**Given request 1**
Copy the stretch of the passage on racial preferences in law school admissions from "Diversity and Meritocracy" through "P. 1, 1997)".

Diversity and Meritocracy in Legal Education: A Critical Evaluation of Linda F. Wightmans's "The Threat to Diversity in Legal Education." (Response to Linda F. Wightman, New York University Law Review, Vol. 72, P. 1, 1997)
Thernstrom, Stephan, Constitutional Commentary
The debate over racial preferences in admissions to higher education has grown more heated than ever, now that a vote by the Regents of the University of California and the passage of Proposition 209 have compelled the university to admit students on a color-blind basis.(1) Those who have drawn far-reaching policy conclusions from the California numbers have neglected the elemental point that a one year experiment in one state cannot yield definitive results. Thus it is fortunate that the results of a massive investigation of the impact of affirmative action in law schools across the nation have recently become available. Linda F. Wightman's article, "The Threat to Diversity in Legal Education: An Empirical Analysis of the Consequences of Abandoning Race as a Factor in Law School Admissions Decisions," published in the April, 1997 issue of the New York University Law Review, has received considerable publicity. It includes remarkably rich and compelling evidence about the effects of racially preferential policies in law school admissions.(2) Unfortunately, Professor Wightman does not herself draw the most important conclusions that her own data support. Indeed, her interpretations run directly counter to her own evidence at many points. A thorough critical evaluation of her analysis will help to clarify the issues in a vital current dispute about legal education.

**Point placement listing**

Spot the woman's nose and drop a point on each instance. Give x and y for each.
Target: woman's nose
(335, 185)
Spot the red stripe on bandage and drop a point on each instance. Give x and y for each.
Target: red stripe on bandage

**Given request 2**
List every line of the listing that contains the string "stripe", treating uppercase and lowercase as different.

**Response 1**
Diversity and Meritocracy in Legal Education: A Critical Evaluation of Linda F. Wightmans's "The Threat to Diversity in Legal Education." (Response to Linda F. Wightman, New York University Law Review, Vol. 72, P. 1, 1997)

**Response 2**
Spot the red stripe on bandage and drop a point on each instance. Give x and y for each.
Target: red stripe on bandage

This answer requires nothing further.